--- EXTRACTED TEXT Enclosed Below ---

That last question is the real one.

A tool that looks impressive in week one but creates maintenance drag by month three is not solving the real problem. It is moving the problem.


What QA Engineers Should Take From This

The practitioner consensus is not “automation is bad.”

It is sharper than that:

  • Automate repetitive regression where it clearly reduces pain.

  • Do not automate low-value flows just to increase test count.

  • Track flaky tests as trust risks, not minor annoyances.

  • Push for stable testability hooks if using locator-based frameworks.

  • Treat AI output as a draft.

  • Keep humans responsible for risk, judgment, and exploratory coverage.

  • Measure automation by release confidence, not just execution speed.

The best QA teams are not anti-automation. They are anti-waste.

They want automation that removes boring work, catches real regressions, and makes releases safer.

They do not want another brittle system that breaks every sprint and then gets blamed on QA.


Where Mobile Test Automation Needs to Go Next

Mobile testing is where these maintenance problems become most visible.

Mobile apps have more moving parts: devices, emulators, OS versions, gestures, keyboards, permissions, network states, app backgrounding, backend dependencies, and fast-changing UI.

That makes mobile test automation valuable, but also fragile when it is built on brittle layers.

The next generation of mobile automation needs to reduce the maintenance burden, not just create tests faster.

That means:

  • Less dependence on implementation-level selectors

  • Better handling of dynamic screens and app states

  • Clear failure evidence with screenshots, logs, and step context

  • Tests grounded in actual app behavior

  • AI assistance that stays reviewable

  • Workflows QA teams can understand and control

  • Regression automation that improves confidence without bloating the suite

This is also why tooling language needs to change.

QA engineers are tired of vague claims like “AI-powered,” “self-healing,” and “fully autonomous.” They want to know what actually happens when the app changes.

Does the test survive?

Does the tool explain what failed?

Does QA stay in control?

Does it reduce maintenance, or does it create another maintenance layer?

Those are the questions that matter.


A Transparent Note From Quash

Quash is our product, so we have a point of view here.

We built Quash around many of the same patterns this research surfaced: mobile tests should be easier to create, less tied to brittle locators, grounded in real app behavior, and useful to QA teams rather than positioned as a replacement for them.

That does not mean every team should drop its current framework. Appium, native frameworks, and scripted automation still make sense for teams with strong automation engineering support.

--- End of Enclosed EXTRACTED TEXT ---
--- DATA PROVIDED Enclosed Below ---

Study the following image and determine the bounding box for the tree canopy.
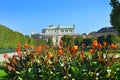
[0,25,45,49]
[110,0,120,34]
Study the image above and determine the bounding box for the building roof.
[43,25,75,30]
[97,27,117,33]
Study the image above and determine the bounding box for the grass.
[0,62,9,80]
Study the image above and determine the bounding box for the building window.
[65,30,68,32]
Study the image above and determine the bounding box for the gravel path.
[0,52,17,62]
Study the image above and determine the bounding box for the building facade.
[88,27,118,37]
[31,25,79,45]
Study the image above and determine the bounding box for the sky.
[0,0,112,35]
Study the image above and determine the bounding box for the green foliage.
[83,38,92,46]
[110,0,120,34]
[61,35,74,47]
[106,34,115,44]
[2,44,120,80]
[0,25,46,53]
[75,36,83,46]
[47,38,53,47]
[97,35,106,44]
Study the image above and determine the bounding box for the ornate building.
[88,27,118,37]
[31,25,79,45]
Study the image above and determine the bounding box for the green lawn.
[0,62,9,80]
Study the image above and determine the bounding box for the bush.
[2,41,120,80]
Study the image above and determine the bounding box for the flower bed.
[2,40,120,80]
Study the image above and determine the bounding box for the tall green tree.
[47,38,53,47]
[110,0,120,34]
[97,35,106,44]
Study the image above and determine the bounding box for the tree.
[47,38,53,47]
[97,35,106,44]
[110,0,120,34]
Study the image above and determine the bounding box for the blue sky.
[0,0,111,35]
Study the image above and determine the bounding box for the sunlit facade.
[31,25,79,45]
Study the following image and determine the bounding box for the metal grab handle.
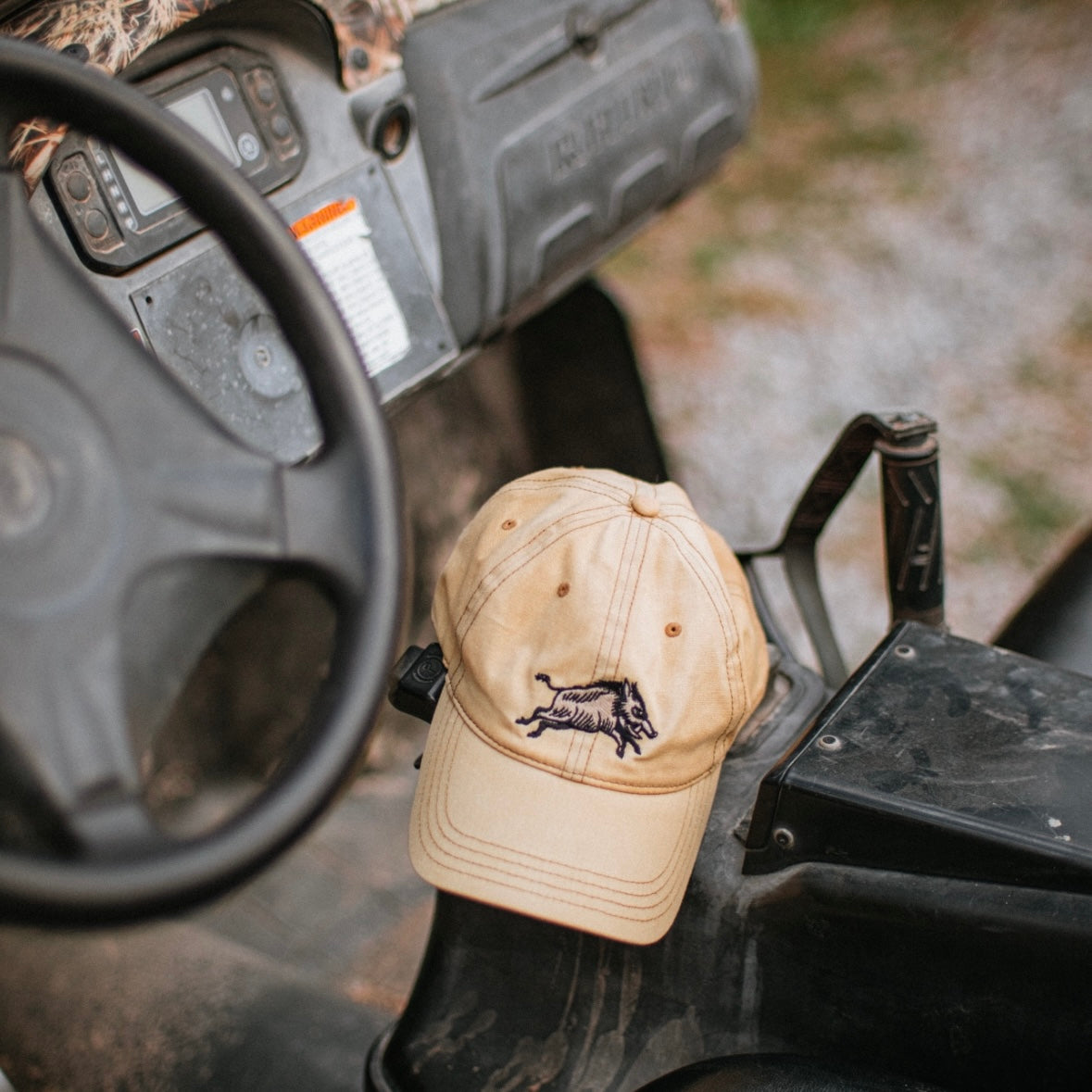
[765,413,945,685]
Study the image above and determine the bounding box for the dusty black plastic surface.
[745,623,1092,893]
[640,1054,935,1092]
[403,0,756,345]
[995,531,1092,675]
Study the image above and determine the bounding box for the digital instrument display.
[114,87,243,216]
[49,46,306,272]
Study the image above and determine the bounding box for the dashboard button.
[83,208,110,239]
[65,170,91,201]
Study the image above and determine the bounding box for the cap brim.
[409,685,720,945]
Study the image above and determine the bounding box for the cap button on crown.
[629,482,659,515]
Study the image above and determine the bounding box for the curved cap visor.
[409,687,720,945]
[409,470,768,944]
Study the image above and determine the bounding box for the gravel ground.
[609,2,1092,659]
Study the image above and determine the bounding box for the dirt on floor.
[605,0,1092,660]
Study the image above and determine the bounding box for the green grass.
[971,456,1080,565]
[744,0,860,49]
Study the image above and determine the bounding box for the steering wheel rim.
[0,39,403,919]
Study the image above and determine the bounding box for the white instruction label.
[292,197,409,374]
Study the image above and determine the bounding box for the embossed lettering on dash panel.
[548,56,697,182]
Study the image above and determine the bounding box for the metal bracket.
[757,413,945,687]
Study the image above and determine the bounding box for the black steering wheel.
[0,39,402,919]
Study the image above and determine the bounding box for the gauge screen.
[114,87,243,216]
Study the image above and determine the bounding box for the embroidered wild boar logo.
[515,673,657,758]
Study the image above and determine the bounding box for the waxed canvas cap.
[409,469,768,944]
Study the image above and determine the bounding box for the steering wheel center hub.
[0,433,54,541]
[0,354,124,610]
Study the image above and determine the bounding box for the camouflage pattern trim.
[0,0,457,189]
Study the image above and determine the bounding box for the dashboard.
[20,0,755,463]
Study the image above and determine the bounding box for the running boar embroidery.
[515,673,658,758]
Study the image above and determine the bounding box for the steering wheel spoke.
[0,38,402,920]
[0,604,157,858]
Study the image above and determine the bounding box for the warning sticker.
[292,197,409,374]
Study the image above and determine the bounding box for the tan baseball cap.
[409,469,768,944]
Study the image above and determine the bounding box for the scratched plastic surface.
[747,624,1092,891]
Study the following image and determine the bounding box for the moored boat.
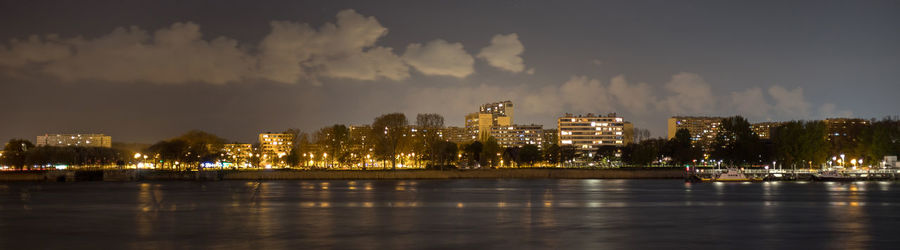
[700,168,763,182]
[813,170,856,181]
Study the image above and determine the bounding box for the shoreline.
[0,168,684,182]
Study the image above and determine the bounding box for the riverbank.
[0,168,684,182]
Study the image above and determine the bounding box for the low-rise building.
[557,113,633,157]
[222,143,253,168]
[37,134,112,148]
[259,132,296,166]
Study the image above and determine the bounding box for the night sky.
[0,0,900,143]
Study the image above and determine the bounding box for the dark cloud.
[0,1,900,142]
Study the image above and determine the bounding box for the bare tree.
[372,113,409,169]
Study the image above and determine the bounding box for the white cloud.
[819,103,853,118]
[0,10,506,84]
[403,39,475,78]
[259,10,409,83]
[0,23,254,84]
[609,75,656,114]
[659,73,716,115]
[731,88,772,120]
[559,76,612,113]
[769,85,810,119]
[478,33,533,73]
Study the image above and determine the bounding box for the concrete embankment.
[0,168,683,182]
[222,168,683,180]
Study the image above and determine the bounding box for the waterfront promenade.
[0,168,684,182]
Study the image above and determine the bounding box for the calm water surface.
[0,180,900,249]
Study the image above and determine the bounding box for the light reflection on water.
[0,180,900,249]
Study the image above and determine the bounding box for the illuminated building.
[441,127,475,144]
[259,132,295,165]
[491,124,544,148]
[822,118,869,139]
[37,134,112,148]
[466,101,514,140]
[479,101,515,124]
[750,122,784,140]
[822,118,869,156]
[557,113,633,156]
[222,143,253,167]
[541,128,559,148]
[666,116,725,151]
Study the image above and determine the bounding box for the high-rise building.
[557,113,633,156]
[37,134,112,148]
[822,118,869,138]
[541,128,559,146]
[222,143,253,167]
[479,100,515,124]
[441,127,475,144]
[822,118,869,154]
[750,122,784,140]
[491,124,544,148]
[667,116,725,150]
[466,101,514,140]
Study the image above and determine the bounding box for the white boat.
[700,168,763,182]
[813,170,856,181]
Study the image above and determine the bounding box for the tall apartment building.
[491,124,544,148]
[37,134,112,148]
[441,127,475,144]
[541,128,559,146]
[750,122,784,140]
[822,118,869,138]
[557,113,633,156]
[666,116,725,150]
[222,143,253,167]
[479,100,515,124]
[259,132,295,157]
[466,101,514,139]
[822,118,869,153]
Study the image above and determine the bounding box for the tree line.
[0,113,900,169]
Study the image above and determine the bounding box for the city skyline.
[0,1,900,143]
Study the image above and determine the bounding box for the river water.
[0,180,900,249]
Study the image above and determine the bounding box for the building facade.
[222,143,253,168]
[259,132,295,165]
[441,127,476,144]
[666,116,725,151]
[491,124,544,148]
[465,101,515,140]
[557,113,633,156]
[750,122,784,140]
[37,134,112,148]
[541,128,559,148]
[479,100,515,124]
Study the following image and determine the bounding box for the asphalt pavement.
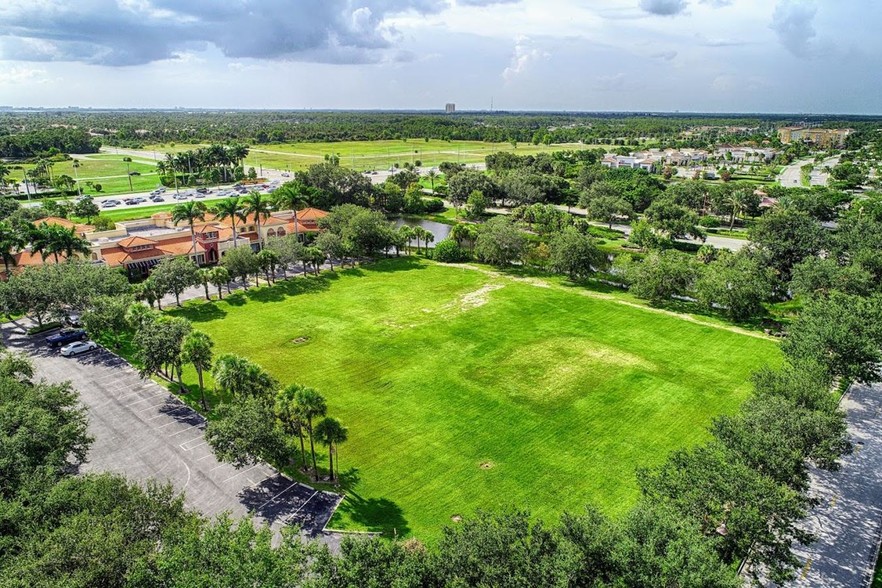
[760,384,882,588]
[0,321,341,547]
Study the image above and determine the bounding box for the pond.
[395,218,453,248]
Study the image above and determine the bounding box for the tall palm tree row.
[295,386,328,475]
[315,417,349,482]
[29,223,92,263]
[0,221,25,275]
[213,196,245,247]
[242,190,273,249]
[157,143,248,187]
[273,180,314,241]
[172,201,205,263]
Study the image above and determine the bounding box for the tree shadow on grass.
[337,492,410,537]
[169,295,227,323]
[244,274,337,302]
[224,290,248,306]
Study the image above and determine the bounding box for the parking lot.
[2,321,340,544]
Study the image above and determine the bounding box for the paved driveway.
[764,385,882,588]
[2,323,340,543]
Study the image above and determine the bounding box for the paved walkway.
[0,321,340,548]
[768,384,882,588]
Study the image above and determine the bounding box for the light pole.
[71,159,83,198]
[123,157,135,192]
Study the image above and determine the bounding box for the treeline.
[0,126,101,159]
[0,111,872,151]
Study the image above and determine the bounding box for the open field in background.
[173,258,779,541]
[143,139,604,171]
[8,154,159,196]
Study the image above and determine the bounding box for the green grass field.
[167,258,779,541]
[10,154,159,196]
[144,139,597,171]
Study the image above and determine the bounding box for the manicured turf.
[168,258,779,541]
[10,154,159,196]
[144,139,597,170]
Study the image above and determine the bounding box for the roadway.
[778,155,839,188]
[760,384,882,588]
[0,319,342,547]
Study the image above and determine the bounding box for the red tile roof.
[297,208,328,221]
[118,236,156,248]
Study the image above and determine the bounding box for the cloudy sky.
[0,0,882,114]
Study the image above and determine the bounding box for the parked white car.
[61,341,98,357]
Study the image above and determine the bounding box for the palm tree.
[725,188,751,231]
[423,229,435,255]
[214,196,245,247]
[181,330,214,410]
[398,225,413,252]
[273,182,308,241]
[165,153,181,194]
[0,221,25,277]
[242,190,272,249]
[71,159,82,196]
[209,265,230,300]
[31,223,92,263]
[273,384,306,469]
[211,353,249,396]
[199,267,214,300]
[295,386,328,476]
[413,227,435,254]
[315,417,348,482]
[172,201,205,263]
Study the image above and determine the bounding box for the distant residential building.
[600,153,658,172]
[0,208,328,279]
[714,145,778,163]
[778,127,854,149]
[86,208,328,277]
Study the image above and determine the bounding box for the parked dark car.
[46,329,86,347]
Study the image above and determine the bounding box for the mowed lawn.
[177,258,779,540]
[9,154,159,196]
[144,139,602,170]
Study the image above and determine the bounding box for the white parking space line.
[222,464,260,485]
[180,433,208,451]
[285,491,318,524]
[249,480,298,510]
[169,425,202,438]
[135,399,168,414]
[125,394,165,408]
[153,420,188,431]
[147,406,187,421]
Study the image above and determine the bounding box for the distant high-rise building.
[778,127,854,148]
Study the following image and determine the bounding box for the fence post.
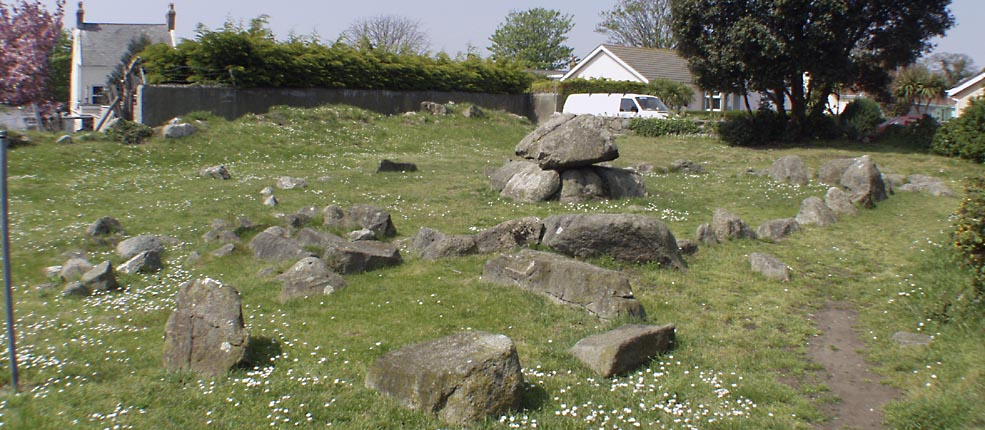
[0,130,20,392]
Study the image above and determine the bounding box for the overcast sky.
[52,0,985,68]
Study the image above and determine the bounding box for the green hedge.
[140,28,533,94]
[629,118,702,137]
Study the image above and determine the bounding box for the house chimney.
[168,3,175,31]
[75,2,85,28]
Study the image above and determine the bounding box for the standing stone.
[756,218,800,242]
[475,217,544,254]
[560,168,607,203]
[571,324,677,378]
[119,251,164,275]
[749,252,790,282]
[81,261,120,291]
[482,249,645,320]
[86,216,125,237]
[164,278,249,376]
[366,332,523,425]
[824,187,858,215]
[840,155,888,208]
[116,234,164,260]
[516,115,619,170]
[770,155,811,185]
[795,196,838,227]
[711,208,756,242]
[274,257,346,303]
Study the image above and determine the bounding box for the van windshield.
[636,97,670,112]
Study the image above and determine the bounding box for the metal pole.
[0,130,20,392]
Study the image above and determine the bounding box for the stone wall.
[134,85,557,126]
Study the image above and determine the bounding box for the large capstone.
[366,332,523,425]
[164,278,249,376]
[541,214,687,269]
[516,114,619,169]
[482,249,645,320]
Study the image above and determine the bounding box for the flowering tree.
[0,0,65,108]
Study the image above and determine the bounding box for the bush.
[106,119,154,145]
[930,98,985,163]
[718,109,786,146]
[839,99,883,140]
[629,118,701,137]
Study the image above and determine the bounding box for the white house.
[69,2,175,128]
[561,44,759,111]
[947,72,985,116]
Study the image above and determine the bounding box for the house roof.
[947,72,985,97]
[564,44,692,84]
[79,22,174,66]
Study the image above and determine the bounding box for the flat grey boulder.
[366,332,524,425]
[711,208,756,242]
[322,204,397,239]
[541,214,687,270]
[499,163,561,203]
[749,252,790,282]
[559,167,608,203]
[322,240,403,275]
[116,234,164,260]
[840,155,888,208]
[482,249,645,320]
[163,278,250,376]
[274,257,346,303]
[410,227,478,260]
[475,217,544,254]
[276,176,308,190]
[248,231,311,261]
[824,187,858,215]
[198,166,232,180]
[794,196,838,227]
[80,261,120,291]
[86,216,125,237]
[756,218,800,242]
[899,175,954,197]
[161,123,198,139]
[118,251,164,275]
[817,158,855,186]
[769,155,811,185]
[571,324,677,378]
[516,115,619,169]
[592,166,646,199]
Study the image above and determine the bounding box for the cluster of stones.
[490,114,646,203]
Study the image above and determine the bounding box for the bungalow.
[947,71,985,116]
[561,44,759,111]
[69,2,175,128]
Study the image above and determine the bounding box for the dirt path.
[807,302,899,429]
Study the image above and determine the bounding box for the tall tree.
[920,52,981,88]
[342,15,431,55]
[671,0,954,134]
[595,0,674,48]
[0,0,65,108]
[489,7,574,69]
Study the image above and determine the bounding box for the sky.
[42,0,985,68]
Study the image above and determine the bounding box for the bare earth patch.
[807,302,899,429]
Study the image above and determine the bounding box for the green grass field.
[0,107,985,429]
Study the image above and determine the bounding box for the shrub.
[930,98,985,163]
[718,109,786,146]
[106,119,154,145]
[629,118,701,137]
[952,176,985,296]
[839,99,883,140]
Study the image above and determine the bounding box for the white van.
[562,94,670,118]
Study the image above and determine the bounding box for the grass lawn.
[0,106,985,429]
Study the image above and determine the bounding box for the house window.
[89,85,107,105]
[705,92,722,112]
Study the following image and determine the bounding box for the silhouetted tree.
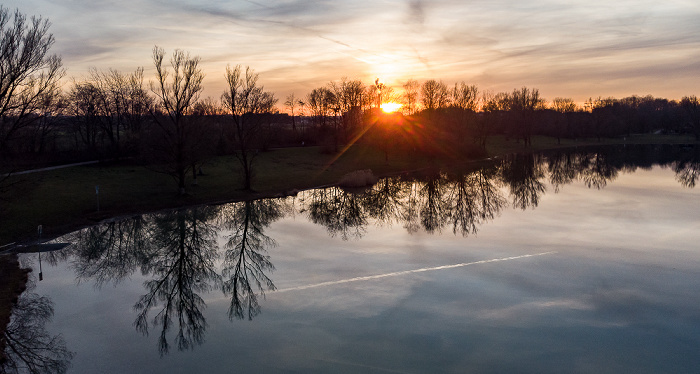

--- End of Enclosed DATA PROVIDED ---

● **EXERCISE OBJECTIVE**
Reproduce the QA automation text between "What QA Engineers" and "using locator-based frameworks.", inclusive, and substitute "unstable" for "flaky". Rely only on the text about QA test automation.

● **RESULT**
What QA Engineers Should Take From This

The practitioner consensus is not “automation is bad.”

It is sharper than that:

  • Automate repetitive regression where it clearly reduces pain.

  • Do not automate low-value flows just to increase test count.

  • Track unstable tests as trust risks, not minor annoyances.

  • Push for stable testability hooks if using locator-based frameworks.